=== MATERIAL PROVIDED ===

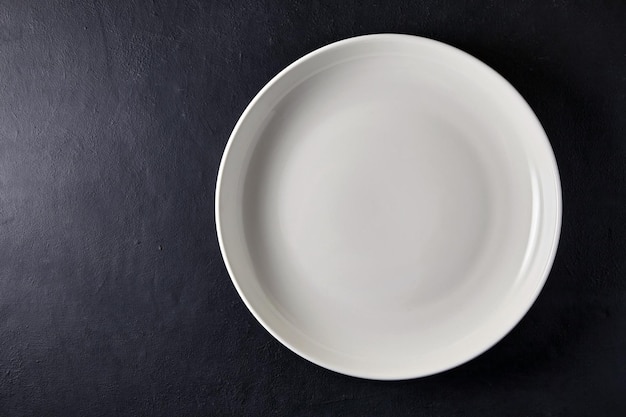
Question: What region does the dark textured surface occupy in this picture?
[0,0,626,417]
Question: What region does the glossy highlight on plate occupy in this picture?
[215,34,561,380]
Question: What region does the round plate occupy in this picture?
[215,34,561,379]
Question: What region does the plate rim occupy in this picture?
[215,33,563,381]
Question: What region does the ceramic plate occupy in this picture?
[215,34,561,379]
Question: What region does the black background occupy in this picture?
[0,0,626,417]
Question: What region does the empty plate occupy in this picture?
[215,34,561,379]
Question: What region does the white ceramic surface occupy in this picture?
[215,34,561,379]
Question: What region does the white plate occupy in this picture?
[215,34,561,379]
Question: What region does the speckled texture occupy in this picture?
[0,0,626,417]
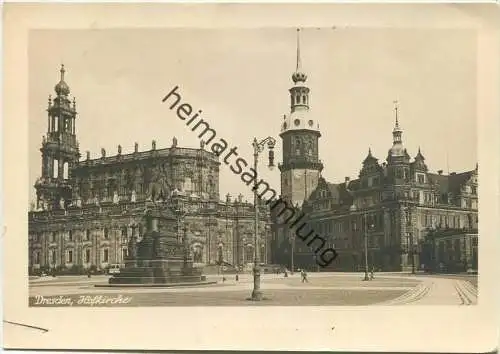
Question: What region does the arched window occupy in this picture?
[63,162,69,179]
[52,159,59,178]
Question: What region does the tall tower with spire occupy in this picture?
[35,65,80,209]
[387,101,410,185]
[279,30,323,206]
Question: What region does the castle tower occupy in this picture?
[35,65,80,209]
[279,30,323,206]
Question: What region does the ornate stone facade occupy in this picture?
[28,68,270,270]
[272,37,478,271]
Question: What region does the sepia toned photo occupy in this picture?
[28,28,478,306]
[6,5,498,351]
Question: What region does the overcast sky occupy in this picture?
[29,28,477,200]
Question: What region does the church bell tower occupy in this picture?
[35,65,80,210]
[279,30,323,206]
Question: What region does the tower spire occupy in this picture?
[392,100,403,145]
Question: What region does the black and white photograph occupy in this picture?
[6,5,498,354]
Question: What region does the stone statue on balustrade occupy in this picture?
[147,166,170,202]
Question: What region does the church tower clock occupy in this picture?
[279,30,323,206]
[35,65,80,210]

===
=== MATERIAL PROVIDED ===

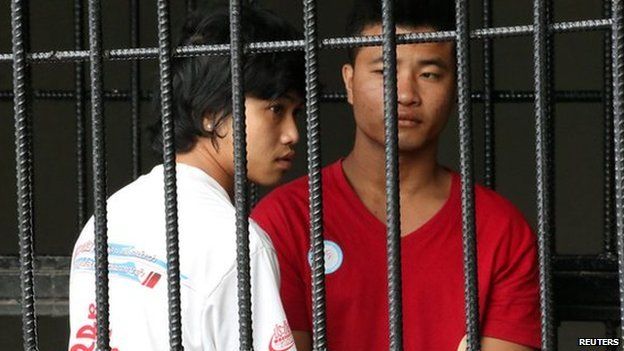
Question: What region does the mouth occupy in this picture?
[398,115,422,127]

===

**GIVEN INSTRUCTION**:
Swap "overcast sky" for "cloudy sky" in the data, starting with the line with "Question: What region does the sepia" and going on through the line with "[147,166,170,202]", and give back only those lines with nothing else changed.

**SOLUTION**:
Question: What region does the sepia toned photo occupy in this picture?
[28,28,478,306]
[6,5,498,351]
Question: What region does the cloudy sky occupy in this picture?
[29,28,477,200]
Question: What region does the church bell tower occupy in this picture?
[35,65,80,210]
[279,30,323,206]
Question: What region does the tower spire occupy in this picture?
[392,100,403,145]
Question: What region does the black and white photograph occupy in this picture?
[6,5,498,354]
Question: What region does the stone statue on balustrade occupy in this picture?
[147,166,170,202]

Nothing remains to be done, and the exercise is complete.